ACTIVITY | Once you have checked each line below for the word "shop", give the number of lines that have it and nothing further.

DATASET EXTRACT |
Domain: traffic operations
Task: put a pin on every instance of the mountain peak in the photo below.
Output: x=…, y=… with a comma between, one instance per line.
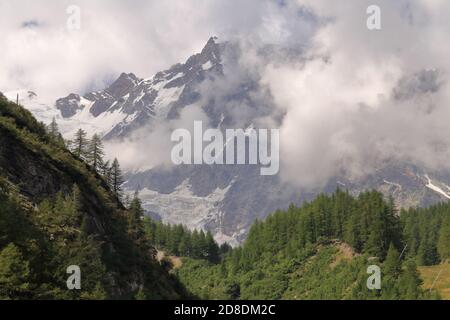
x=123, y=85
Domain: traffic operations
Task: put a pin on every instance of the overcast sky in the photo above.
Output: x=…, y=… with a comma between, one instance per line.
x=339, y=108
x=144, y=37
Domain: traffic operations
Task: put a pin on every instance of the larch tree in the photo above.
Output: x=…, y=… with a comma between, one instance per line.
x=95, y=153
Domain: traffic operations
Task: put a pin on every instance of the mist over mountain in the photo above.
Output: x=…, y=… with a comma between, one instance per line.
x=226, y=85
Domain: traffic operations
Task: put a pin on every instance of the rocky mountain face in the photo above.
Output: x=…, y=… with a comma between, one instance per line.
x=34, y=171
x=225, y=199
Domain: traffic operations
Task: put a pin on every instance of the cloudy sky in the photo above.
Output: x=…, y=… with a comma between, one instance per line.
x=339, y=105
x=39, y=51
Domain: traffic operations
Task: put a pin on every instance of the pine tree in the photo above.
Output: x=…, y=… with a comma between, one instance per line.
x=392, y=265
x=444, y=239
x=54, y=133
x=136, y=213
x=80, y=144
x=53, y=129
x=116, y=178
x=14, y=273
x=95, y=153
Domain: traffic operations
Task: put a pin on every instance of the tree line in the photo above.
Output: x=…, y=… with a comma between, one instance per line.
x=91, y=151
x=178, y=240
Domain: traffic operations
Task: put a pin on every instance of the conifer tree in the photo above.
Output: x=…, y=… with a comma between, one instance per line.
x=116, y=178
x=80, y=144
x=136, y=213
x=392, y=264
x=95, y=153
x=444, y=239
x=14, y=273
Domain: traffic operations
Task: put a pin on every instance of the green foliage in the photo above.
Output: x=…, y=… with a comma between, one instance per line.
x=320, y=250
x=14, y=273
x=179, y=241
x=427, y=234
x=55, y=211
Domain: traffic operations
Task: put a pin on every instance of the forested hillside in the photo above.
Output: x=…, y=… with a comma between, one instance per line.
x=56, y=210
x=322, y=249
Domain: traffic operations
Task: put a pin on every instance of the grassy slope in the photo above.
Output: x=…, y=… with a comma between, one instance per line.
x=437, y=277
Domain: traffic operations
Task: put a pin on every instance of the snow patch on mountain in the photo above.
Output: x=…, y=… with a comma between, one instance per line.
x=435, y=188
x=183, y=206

--

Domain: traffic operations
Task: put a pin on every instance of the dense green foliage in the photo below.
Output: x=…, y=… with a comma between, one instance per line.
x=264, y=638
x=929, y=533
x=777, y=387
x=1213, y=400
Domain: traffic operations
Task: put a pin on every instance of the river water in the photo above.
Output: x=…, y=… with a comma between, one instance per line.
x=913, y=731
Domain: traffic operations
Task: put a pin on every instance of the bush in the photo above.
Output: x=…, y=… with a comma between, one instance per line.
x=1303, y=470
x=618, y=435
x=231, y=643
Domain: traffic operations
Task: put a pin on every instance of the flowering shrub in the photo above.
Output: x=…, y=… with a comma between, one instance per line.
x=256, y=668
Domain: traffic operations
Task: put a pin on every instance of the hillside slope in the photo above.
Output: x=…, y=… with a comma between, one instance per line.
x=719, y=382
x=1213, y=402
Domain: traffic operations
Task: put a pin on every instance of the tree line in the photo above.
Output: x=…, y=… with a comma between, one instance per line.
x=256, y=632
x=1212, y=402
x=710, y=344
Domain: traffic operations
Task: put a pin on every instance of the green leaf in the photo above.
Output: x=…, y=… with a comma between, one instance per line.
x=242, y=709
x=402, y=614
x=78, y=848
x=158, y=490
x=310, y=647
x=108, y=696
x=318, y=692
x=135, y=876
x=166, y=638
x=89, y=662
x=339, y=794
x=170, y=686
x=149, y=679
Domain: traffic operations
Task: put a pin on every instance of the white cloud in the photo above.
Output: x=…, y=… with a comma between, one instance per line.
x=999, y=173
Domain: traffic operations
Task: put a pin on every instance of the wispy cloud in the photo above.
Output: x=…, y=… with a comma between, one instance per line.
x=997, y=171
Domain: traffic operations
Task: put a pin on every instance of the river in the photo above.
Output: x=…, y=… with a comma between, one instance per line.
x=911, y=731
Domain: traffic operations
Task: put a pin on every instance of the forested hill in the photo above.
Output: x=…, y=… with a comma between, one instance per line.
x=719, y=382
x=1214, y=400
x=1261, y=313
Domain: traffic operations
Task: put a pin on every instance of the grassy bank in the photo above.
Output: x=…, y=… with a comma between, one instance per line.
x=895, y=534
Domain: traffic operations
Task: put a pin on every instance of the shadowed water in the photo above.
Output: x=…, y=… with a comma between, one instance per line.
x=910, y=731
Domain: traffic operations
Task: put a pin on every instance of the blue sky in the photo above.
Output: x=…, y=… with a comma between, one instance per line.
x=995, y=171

---

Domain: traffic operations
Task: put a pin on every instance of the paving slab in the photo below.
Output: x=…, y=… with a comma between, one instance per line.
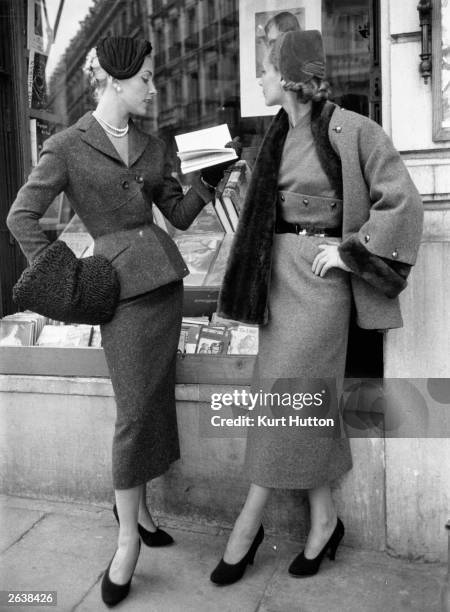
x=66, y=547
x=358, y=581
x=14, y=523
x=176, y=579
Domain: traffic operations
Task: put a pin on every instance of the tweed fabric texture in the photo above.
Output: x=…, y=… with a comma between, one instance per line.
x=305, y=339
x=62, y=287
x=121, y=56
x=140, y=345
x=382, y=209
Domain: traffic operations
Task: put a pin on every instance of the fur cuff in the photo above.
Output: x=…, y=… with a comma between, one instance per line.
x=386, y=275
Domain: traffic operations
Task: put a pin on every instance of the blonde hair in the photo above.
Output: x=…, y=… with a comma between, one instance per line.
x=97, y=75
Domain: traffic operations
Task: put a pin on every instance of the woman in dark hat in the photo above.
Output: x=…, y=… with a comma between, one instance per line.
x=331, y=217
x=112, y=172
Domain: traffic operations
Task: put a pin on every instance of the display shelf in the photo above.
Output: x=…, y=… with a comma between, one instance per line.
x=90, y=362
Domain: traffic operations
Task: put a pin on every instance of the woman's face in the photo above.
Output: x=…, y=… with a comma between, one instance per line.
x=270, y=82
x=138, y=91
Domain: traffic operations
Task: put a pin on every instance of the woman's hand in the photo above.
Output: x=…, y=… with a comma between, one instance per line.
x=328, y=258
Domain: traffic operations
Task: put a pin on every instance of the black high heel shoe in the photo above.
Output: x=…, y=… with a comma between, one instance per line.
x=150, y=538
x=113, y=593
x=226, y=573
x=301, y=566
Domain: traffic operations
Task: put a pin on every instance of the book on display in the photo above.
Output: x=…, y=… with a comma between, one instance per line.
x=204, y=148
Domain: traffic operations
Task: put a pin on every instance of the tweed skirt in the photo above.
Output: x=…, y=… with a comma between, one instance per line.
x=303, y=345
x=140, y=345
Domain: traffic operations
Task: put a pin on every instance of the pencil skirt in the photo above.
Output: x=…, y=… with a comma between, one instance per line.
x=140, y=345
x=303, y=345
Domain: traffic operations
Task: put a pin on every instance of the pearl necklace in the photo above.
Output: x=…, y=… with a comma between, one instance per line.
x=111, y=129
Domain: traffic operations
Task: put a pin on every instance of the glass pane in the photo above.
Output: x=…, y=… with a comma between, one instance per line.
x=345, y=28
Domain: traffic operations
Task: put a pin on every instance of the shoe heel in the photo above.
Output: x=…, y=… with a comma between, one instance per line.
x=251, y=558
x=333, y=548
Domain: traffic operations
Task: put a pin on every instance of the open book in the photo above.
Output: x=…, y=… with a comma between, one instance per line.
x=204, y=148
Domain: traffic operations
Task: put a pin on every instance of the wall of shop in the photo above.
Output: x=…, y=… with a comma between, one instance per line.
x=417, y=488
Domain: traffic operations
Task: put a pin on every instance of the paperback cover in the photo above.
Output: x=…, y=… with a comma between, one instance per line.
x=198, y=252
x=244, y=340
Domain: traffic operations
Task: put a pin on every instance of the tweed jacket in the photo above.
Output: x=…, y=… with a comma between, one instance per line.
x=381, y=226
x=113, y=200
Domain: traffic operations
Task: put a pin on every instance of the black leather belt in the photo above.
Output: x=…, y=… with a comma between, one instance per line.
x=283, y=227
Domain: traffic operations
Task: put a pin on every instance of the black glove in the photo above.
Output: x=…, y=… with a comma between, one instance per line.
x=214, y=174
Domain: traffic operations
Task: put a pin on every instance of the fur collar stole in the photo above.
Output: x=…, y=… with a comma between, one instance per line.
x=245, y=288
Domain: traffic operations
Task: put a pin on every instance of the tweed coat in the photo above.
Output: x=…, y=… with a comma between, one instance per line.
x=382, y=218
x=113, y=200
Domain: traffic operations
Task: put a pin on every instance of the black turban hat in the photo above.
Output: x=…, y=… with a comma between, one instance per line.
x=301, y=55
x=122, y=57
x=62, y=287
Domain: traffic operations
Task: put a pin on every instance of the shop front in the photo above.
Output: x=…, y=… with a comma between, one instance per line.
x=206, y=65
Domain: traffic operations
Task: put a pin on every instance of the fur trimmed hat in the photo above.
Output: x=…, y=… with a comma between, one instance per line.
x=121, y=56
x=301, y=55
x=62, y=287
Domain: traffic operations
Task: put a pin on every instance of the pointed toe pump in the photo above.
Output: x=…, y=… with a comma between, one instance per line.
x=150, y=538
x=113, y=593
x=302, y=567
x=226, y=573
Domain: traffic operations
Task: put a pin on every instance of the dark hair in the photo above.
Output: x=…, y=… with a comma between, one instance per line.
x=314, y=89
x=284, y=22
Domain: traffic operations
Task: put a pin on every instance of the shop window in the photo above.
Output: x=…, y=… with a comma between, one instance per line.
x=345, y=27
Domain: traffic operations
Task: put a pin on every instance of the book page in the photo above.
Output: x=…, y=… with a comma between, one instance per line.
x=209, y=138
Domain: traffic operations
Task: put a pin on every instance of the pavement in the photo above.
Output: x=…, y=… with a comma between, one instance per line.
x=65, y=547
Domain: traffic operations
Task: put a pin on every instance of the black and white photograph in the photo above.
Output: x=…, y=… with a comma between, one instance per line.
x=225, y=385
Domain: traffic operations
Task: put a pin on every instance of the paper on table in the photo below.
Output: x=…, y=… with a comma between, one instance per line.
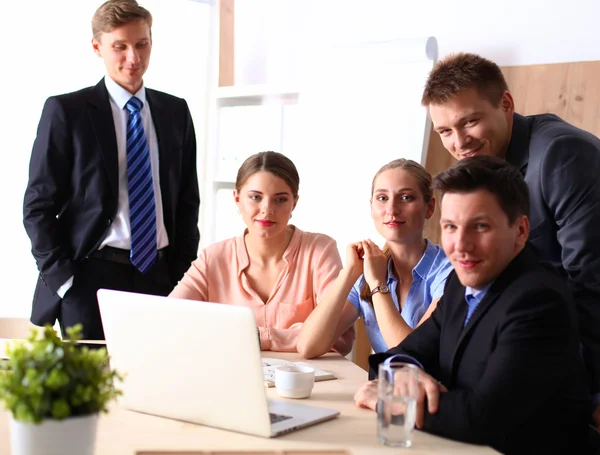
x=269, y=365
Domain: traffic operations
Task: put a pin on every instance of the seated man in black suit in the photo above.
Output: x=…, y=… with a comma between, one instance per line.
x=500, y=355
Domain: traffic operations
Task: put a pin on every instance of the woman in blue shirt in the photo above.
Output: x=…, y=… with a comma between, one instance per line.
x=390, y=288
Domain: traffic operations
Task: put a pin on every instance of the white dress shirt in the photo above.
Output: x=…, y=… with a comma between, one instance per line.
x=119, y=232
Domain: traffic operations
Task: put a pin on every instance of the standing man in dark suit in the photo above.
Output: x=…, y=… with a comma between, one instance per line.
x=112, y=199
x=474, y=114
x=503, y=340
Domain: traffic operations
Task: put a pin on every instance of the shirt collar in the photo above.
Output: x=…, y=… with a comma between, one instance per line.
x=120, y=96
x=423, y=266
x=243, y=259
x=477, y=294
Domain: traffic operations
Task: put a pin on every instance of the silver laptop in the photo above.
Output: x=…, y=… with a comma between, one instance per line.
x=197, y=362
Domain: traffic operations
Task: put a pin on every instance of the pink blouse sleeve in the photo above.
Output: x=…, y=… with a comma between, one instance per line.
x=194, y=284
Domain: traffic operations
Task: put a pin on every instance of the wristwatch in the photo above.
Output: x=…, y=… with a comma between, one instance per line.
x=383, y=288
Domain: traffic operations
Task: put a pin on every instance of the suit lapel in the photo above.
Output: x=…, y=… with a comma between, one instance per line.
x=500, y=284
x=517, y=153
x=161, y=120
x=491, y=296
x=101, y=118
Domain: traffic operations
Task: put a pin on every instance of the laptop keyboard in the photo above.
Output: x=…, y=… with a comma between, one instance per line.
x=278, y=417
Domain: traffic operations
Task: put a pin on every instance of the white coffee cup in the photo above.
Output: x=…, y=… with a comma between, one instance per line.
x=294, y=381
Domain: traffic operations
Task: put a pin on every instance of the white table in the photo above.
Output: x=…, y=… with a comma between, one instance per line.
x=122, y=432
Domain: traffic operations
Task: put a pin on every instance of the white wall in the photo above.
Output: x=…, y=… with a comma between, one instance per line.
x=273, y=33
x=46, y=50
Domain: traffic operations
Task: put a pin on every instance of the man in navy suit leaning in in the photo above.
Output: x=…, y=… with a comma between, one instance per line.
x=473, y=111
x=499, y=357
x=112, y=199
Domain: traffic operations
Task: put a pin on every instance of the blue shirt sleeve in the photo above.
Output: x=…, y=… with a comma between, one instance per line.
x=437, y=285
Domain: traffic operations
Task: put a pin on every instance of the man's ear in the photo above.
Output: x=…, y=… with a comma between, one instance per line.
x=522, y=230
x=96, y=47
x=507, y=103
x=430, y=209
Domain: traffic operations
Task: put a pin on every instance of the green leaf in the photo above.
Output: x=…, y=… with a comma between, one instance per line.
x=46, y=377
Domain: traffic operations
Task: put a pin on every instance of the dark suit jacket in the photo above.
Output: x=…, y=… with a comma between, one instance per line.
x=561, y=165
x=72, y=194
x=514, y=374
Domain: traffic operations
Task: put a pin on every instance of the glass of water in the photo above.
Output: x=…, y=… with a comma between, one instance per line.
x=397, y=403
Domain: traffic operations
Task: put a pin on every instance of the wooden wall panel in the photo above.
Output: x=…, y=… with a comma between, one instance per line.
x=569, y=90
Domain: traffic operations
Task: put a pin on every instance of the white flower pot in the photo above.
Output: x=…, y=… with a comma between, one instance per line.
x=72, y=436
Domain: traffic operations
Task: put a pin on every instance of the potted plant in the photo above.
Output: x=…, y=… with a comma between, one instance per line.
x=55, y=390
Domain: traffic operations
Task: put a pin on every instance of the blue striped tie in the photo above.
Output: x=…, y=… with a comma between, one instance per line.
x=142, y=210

TASK RESPONSE | 3